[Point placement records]
────

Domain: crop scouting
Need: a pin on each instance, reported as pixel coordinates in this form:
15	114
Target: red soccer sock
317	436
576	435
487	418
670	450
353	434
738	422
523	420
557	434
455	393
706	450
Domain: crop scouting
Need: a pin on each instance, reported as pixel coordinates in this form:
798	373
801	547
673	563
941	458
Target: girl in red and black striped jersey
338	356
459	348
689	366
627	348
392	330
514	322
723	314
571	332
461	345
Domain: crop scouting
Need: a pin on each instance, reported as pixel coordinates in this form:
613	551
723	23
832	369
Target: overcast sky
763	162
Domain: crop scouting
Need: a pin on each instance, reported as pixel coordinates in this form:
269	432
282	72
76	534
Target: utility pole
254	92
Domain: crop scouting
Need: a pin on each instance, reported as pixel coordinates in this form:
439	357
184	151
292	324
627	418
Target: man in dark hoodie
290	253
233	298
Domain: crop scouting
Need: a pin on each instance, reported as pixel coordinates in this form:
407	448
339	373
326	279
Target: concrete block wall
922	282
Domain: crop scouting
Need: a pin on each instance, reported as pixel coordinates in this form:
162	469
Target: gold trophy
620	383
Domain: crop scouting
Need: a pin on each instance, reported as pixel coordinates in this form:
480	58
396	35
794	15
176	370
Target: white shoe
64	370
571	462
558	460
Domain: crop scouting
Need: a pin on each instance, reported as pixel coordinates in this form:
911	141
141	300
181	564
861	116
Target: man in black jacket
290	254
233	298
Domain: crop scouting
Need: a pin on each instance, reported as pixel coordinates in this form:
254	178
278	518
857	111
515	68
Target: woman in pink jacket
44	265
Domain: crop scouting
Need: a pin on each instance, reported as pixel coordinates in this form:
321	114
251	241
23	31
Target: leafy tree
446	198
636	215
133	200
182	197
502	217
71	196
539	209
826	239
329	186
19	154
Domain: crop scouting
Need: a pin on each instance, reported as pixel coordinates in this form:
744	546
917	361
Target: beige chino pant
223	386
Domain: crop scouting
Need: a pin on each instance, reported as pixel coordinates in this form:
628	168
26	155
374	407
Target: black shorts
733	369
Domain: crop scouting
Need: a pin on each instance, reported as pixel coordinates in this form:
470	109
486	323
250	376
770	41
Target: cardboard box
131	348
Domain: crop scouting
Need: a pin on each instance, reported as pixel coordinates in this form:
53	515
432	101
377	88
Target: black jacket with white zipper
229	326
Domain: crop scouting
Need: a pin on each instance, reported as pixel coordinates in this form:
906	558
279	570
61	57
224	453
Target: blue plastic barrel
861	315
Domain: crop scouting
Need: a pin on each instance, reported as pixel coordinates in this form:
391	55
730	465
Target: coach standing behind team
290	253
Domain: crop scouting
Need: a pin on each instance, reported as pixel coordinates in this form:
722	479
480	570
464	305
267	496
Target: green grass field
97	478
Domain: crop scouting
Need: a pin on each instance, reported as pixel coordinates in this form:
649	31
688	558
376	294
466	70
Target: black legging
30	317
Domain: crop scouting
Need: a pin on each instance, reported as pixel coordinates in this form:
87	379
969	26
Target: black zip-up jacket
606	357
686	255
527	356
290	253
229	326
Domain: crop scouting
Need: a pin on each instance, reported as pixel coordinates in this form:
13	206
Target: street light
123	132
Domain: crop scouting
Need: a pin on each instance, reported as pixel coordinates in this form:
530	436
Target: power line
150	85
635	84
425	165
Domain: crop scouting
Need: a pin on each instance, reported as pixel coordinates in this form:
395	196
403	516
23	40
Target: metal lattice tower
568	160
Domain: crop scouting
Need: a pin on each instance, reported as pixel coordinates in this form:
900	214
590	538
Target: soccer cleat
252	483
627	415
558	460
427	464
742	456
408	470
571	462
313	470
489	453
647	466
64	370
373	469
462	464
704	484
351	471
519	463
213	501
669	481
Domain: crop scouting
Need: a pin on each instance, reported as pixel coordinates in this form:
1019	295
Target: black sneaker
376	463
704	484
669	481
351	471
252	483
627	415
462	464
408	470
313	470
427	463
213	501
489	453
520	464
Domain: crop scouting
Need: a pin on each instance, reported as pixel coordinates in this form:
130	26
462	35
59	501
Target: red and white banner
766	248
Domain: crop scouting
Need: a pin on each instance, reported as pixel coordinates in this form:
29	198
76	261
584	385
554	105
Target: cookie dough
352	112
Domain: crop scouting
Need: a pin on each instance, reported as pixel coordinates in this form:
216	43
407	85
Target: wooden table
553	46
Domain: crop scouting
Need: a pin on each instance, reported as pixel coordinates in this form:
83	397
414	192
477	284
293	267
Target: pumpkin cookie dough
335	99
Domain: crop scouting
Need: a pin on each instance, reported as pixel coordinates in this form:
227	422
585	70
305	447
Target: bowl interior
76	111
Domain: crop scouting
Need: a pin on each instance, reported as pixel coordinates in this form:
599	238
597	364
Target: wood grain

────

* **WHAT TO PRODUCE**: Count the lines in the items above that contain the word "soccer", matching case exactly. Give only the number.

* **EXERCISE OUTPUT**: 2